### Work instructions
All of the listing should be transcribed exactly.
- - - - -
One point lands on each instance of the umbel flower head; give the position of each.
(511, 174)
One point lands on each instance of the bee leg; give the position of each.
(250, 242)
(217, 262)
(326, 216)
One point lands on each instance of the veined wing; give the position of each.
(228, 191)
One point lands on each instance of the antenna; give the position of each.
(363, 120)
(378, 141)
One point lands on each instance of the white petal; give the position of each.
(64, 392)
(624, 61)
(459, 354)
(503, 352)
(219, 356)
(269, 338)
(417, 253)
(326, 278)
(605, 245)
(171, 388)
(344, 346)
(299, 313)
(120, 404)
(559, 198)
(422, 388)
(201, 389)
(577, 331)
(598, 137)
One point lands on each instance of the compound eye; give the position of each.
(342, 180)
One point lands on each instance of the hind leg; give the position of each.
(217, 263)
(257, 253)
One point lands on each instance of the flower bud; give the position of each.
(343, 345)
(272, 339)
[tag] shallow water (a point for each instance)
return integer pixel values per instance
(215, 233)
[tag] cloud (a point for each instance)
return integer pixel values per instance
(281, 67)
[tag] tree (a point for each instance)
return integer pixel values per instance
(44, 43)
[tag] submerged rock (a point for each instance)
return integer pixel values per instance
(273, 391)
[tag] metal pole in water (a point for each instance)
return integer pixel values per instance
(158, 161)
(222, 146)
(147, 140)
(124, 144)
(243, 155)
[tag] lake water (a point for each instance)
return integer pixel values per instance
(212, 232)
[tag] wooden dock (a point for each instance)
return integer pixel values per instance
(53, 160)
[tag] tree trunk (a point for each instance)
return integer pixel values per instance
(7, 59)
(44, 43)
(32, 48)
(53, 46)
- - - - -
### Task response
One point lands on each instance of the umbel flower head; give the position of each.
(511, 174)
One point lands on each instance of the bee leg; give the position of each.
(250, 242)
(217, 262)
(326, 216)
One point lands on each instance of the veined wing; give the position of each.
(228, 191)
One point lands on each instance of the antenna; give the position of each.
(363, 120)
(378, 141)
One point lands on each instance of the white petal; give the position of each.
(64, 392)
(624, 61)
(459, 354)
(503, 352)
(219, 356)
(269, 338)
(417, 253)
(326, 278)
(605, 245)
(171, 388)
(344, 346)
(299, 313)
(120, 404)
(559, 198)
(422, 388)
(201, 389)
(577, 331)
(598, 137)
One point lands on each instance of the compound eye; give the position of each.
(342, 180)
One point lands on each instance of the hind leg; give the position of each.
(217, 263)
(257, 253)
One point lands on each instance of the flower bud; give the position of each.
(343, 345)
(272, 339)
[tag] shallow water (a point for each instance)
return integer pixel values per instance
(215, 233)
[tag] cloud (a point for each instance)
return integer pixel values per instance
(281, 67)
[tag] tree (a point for each instance)
return integer pixel values per instance
(44, 43)
[tag] submerged rock (a point for each instance)
return integer pixel values per instance
(273, 391)
[tag] metal pole in water (a point for each instance)
return integer pixel values per instance
(158, 161)
(222, 146)
(147, 140)
(124, 144)
(243, 155)
[tag] lake water (a point for each instance)
return integer pixel values per instance
(212, 232)
[tag] wooden dock (a point for each instance)
return integer pixel values per instance
(53, 160)
[tag] tree trunk (a point for each instance)
return integer pixel values per instance
(7, 59)
(44, 43)
(32, 48)
(53, 46)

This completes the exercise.